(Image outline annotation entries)
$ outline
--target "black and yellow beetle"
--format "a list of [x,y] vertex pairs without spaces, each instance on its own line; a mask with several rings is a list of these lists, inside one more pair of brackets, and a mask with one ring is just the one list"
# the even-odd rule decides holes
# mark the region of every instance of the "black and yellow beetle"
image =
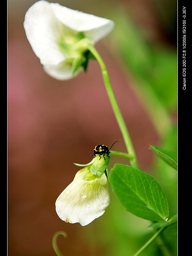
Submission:
[[108,157],[109,157],[109,155],[110,154],[110,149],[111,149],[112,146],[118,141],[117,141],[113,143],[111,147],[109,149],[108,148],[108,147],[106,145],[103,145],[102,144],[99,144],[96,146],[94,149],[93,149],[93,154],[95,157],[96,157],[96,154],[99,154],[99,156],[100,158],[99,160],[101,158],[101,156],[103,154],[103,158],[105,160],[105,154],[106,154]]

STATED TASK » Rename "beetle" to "insect" throughout these lines, leaving everything else unchanged. Omit the picture from your copy.

FINISHED EXERCISE »
$ outline
--target "black and yellow insect"
--format "a list of [x,y] vertex pairs without spaces, each instance on its own line; a mask with several rings is a list of these lists, inside one more pair of brackets, and a mask with one ring is just the one list"
# the even-odd rule decides holes
# mark the region of every instance of the "black and yellow insect"
image =
Submission:
[[108,157],[109,157],[109,155],[110,154],[110,149],[111,149],[112,146],[118,141],[117,141],[113,143],[111,147],[109,149],[108,148],[108,147],[106,145],[103,145],[102,144],[99,144],[96,146],[94,149],[93,149],[93,154],[95,157],[96,157],[96,154],[99,154],[99,156],[100,158],[99,160],[101,158],[101,156],[103,154],[103,158],[105,160],[105,154],[106,154]]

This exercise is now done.